Saved entries:
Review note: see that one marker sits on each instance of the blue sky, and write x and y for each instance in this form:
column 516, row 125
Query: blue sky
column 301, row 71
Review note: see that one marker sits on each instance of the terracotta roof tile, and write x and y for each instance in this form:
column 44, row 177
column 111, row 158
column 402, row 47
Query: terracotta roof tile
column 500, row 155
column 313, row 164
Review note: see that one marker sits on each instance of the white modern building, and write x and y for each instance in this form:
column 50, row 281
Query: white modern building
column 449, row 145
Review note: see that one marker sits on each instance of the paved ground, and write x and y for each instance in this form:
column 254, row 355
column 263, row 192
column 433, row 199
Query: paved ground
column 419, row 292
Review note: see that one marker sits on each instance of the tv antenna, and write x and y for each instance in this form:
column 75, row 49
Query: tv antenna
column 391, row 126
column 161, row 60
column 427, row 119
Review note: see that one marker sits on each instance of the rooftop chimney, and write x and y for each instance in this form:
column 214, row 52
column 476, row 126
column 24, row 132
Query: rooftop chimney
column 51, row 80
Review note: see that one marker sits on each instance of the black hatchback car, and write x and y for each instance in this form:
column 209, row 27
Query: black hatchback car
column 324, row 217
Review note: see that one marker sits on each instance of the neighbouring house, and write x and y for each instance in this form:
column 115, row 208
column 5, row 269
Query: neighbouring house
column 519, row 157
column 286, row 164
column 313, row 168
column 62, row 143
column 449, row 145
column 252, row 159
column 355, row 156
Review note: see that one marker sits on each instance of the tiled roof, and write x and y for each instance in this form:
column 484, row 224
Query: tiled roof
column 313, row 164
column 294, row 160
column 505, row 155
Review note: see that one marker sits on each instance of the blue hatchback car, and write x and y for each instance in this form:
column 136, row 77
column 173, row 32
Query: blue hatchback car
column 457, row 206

# Aim of the exercise:
Copy only the entries from the first line to the line with "column 476, row 126", each exactly as it appears.

# Output of the task:
Review note: see that one marker sits on each instance of the blue sky, and write x and y for each instance in this form:
column 516, row 125
Query: blue sky
column 301, row 71
Review note: see that one marker sits on each instance of the terracotta roof tile, and write x and y for each instance in this form:
column 44, row 177
column 111, row 158
column 402, row 47
Query: terracotta roof tile
column 500, row 155
column 313, row 164
Review note: see that one marker sits on each instance of the white modern building, and write x and y for each instance in this form:
column 50, row 281
Query: white modern building
column 449, row 145
Review note: see that one marker sits on each instance of the paved ground, and write x and y for each instance in this form:
column 254, row 355
column 263, row 192
column 433, row 199
Query: paved ground
column 419, row 292
Review note: see that one marker sits on each instance of the tv antenna, and write x and y for each instance in this form:
column 75, row 49
Query: tv antenna
column 391, row 126
column 161, row 60
column 427, row 119
Review note: see that one marker sits on each instance of the rooftop chimney, and write x and y for each instance in this form:
column 214, row 52
column 476, row 126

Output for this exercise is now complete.